#### RECORDS SUPPLIED
*** Block opens ***

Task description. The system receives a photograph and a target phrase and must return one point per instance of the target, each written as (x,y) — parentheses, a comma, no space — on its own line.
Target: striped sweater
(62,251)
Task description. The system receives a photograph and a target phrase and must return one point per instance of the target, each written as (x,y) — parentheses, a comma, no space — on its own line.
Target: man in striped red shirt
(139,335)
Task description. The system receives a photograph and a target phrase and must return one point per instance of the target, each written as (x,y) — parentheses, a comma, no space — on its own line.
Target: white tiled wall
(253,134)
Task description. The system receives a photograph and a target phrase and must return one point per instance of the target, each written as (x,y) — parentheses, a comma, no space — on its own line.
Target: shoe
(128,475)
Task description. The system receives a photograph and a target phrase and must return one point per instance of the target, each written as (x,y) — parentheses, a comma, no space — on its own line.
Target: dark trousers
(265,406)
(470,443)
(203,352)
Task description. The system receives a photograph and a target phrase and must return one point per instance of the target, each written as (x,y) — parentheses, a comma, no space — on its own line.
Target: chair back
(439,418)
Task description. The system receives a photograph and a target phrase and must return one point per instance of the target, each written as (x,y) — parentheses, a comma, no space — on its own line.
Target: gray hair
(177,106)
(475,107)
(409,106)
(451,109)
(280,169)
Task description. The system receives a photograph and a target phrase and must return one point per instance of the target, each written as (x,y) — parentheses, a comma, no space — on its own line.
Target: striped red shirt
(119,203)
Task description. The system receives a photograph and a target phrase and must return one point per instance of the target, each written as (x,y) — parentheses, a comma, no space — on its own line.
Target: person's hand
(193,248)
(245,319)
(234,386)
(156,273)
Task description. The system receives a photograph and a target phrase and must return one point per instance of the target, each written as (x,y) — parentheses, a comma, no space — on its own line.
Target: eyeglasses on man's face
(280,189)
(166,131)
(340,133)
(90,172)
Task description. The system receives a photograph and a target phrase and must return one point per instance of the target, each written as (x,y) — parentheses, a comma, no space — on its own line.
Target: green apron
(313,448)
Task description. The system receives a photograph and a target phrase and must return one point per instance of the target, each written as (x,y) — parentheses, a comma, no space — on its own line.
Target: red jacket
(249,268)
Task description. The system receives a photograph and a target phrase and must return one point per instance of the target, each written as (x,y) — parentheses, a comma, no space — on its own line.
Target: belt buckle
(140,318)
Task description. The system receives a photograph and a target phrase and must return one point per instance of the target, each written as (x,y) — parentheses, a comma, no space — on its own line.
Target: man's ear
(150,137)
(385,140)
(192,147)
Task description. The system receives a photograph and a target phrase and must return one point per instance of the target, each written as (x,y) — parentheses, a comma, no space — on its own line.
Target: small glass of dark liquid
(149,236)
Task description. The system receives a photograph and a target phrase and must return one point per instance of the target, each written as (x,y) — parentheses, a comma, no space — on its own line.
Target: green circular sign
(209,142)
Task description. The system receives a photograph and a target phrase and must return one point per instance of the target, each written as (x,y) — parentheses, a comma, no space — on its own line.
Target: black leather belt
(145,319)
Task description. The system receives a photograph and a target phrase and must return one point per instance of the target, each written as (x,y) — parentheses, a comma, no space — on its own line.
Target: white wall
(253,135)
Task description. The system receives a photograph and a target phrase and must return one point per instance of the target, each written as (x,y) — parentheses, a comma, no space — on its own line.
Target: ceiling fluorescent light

*** Block closes ***

Would you copy exactly the lines from the one that contains "Target: red jacket" through the final line of the records above, including both?

Target: red jacket
(249,268)
Task description. The system receives a photograph and a target phrase and must return one point per instance of the target, each written as (x,y) — parentheses, a comma, no space — on its own line.
Target: belt buckle
(140,318)
Task description. The system receives a photograph and a target phrase and must return one point per instance of the target, each written as (x,y) — parentheses, a comma, no space — on its own line.
Target: man's ear
(150,137)
(385,140)
(192,147)
Task description. The system receives a photograph and a target phrase and must return one point per instance of the target, each written as (x,y) — parentheses, a comma, no space — on its own line.
Target: small glass of dark liquid
(149,236)
Task description. The system receives a photograph and a target phrase and must return one point per instance of the target, each written as (x,y) — parentheses, a comma, no space — on its own line.
Target: green circular sign
(209,142)
Task description. The system receives a photograph and a target phrase and must return one point per instance of the target, each written as (x,y) — parentheses, a comma, no space — on its own line.
Target: black leather belt
(145,319)
Task description. The system receives a photograph and a target phrase and must return one point per instance of the target, each written as (x,y) — parentheses, a comma, no space — on its own line.
Target: white wall
(253,135)
Task description. The system receives a photograph and a target phrase and must return one point per instance of the target, each written as (x,y) — parentheses, a comma, no space — on its own line.
Target: ceiling fluorescent light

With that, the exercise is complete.